(EXCERPTED DATA)
───
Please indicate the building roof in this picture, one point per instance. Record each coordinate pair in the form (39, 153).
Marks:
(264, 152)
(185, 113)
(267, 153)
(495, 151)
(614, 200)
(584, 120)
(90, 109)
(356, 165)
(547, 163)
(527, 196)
───
Rewrite the listing with "building roof" changed to "rooftop" wherever it occurs, and keep everything else the same.

Please indicate the rooftop in this picture, one point per instance. Record each coordinate pair in the form (39, 153).
Marks:
(264, 152)
(185, 113)
(267, 153)
(495, 151)
(614, 200)
(584, 120)
(90, 109)
(356, 165)
(547, 163)
(527, 196)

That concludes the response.